* **WHAT TO PRODUCE**
An exact transcript of the records is what this task asks for.

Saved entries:
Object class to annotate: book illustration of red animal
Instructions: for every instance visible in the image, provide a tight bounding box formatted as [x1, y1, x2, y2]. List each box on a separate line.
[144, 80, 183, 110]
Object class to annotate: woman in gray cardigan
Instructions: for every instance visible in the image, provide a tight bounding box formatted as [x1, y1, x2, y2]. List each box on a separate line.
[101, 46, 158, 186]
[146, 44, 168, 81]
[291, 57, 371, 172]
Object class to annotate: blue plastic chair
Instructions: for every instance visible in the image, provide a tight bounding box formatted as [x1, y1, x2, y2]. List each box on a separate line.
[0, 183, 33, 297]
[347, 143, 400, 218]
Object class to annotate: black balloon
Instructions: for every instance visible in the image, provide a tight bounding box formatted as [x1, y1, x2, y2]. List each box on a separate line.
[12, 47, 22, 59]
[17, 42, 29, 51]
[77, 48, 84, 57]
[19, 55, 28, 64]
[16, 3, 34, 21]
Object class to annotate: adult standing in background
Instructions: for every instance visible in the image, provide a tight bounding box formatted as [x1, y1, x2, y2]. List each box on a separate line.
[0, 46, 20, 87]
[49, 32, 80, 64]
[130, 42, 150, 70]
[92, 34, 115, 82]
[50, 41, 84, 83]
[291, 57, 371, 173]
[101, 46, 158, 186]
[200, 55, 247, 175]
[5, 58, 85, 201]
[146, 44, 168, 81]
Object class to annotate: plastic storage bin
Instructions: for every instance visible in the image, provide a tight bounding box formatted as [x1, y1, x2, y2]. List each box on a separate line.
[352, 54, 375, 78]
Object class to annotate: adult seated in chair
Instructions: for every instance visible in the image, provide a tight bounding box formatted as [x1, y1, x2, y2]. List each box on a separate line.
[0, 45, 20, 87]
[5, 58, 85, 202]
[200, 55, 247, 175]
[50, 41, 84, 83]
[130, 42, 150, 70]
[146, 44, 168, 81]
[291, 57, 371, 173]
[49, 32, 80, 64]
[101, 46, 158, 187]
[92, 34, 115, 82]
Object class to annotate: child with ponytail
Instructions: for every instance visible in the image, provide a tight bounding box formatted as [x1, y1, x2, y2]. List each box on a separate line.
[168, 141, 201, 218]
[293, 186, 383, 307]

* **ANSWER BOX**
Object class to annotate: book illustration of red animal
Instructions: for every instance visible in the image, provide a tight bounding box formatted as [x1, y1, x2, y2]. List each box on a separate line.
[144, 80, 183, 110]
Object class to annotate: woman in gray cardigan
Instructions: for every instance visible in the image, provide a tight bounding box formatted as [x1, y1, x2, y2]. List each box on a separate line.
[101, 46, 158, 186]
[146, 44, 168, 81]
[291, 57, 371, 172]
Object class to annotate: blue plastic chair
Instructions: for every instance visible in the image, provide a tight bounding box formatted as [x1, y1, x2, y2]. List each box on a separate line.
[0, 183, 33, 297]
[347, 143, 400, 218]
Object class to annotate: black balloon
Instructions: for every instance visible in the image, provide a tight bounding box formatted as [x1, y1, x2, y2]. List each box on a separate line.
[12, 47, 22, 59]
[17, 42, 29, 51]
[77, 48, 84, 57]
[19, 55, 28, 64]
[16, 3, 34, 21]
Object class to annotate: adult standing in background
Instructions: for every instance visible in the image, provide a tight bounding box formatted as [x1, y1, x2, y2]. List each box on a separate line.
[0, 46, 20, 87]
[49, 32, 80, 64]
[130, 42, 150, 70]
[92, 34, 115, 82]
[50, 41, 84, 83]
[291, 57, 371, 173]
[101, 46, 158, 186]
[200, 55, 247, 175]
[5, 58, 85, 201]
[146, 44, 168, 81]
Object class to annotate: plastic storage bin
Instructions: for every instance visible in the image, provide a tight bounding box formatted as [x1, y1, x2, y2]. List each box on a separate line.
[352, 54, 375, 78]
Object class to annotate: adult seated in chair
Instructions: for every instance visible in the image, provide a tight bounding box formatted as [x1, y1, x2, y2]. List each box on a separate line.
[0, 45, 20, 87]
[5, 58, 85, 202]
[200, 55, 247, 175]
[50, 41, 84, 83]
[130, 42, 150, 70]
[146, 44, 168, 81]
[291, 57, 371, 173]
[49, 32, 80, 64]
[101, 46, 158, 187]
[92, 34, 115, 82]
Object class to annotate: child with ponytail
Instructions: for every instance visible in the image, provide a tight bounding box formatted as [x1, y1, x2, y2]. List each box on a separate line.
[168, 141, 201, 218]
[293, 186, 383, 307]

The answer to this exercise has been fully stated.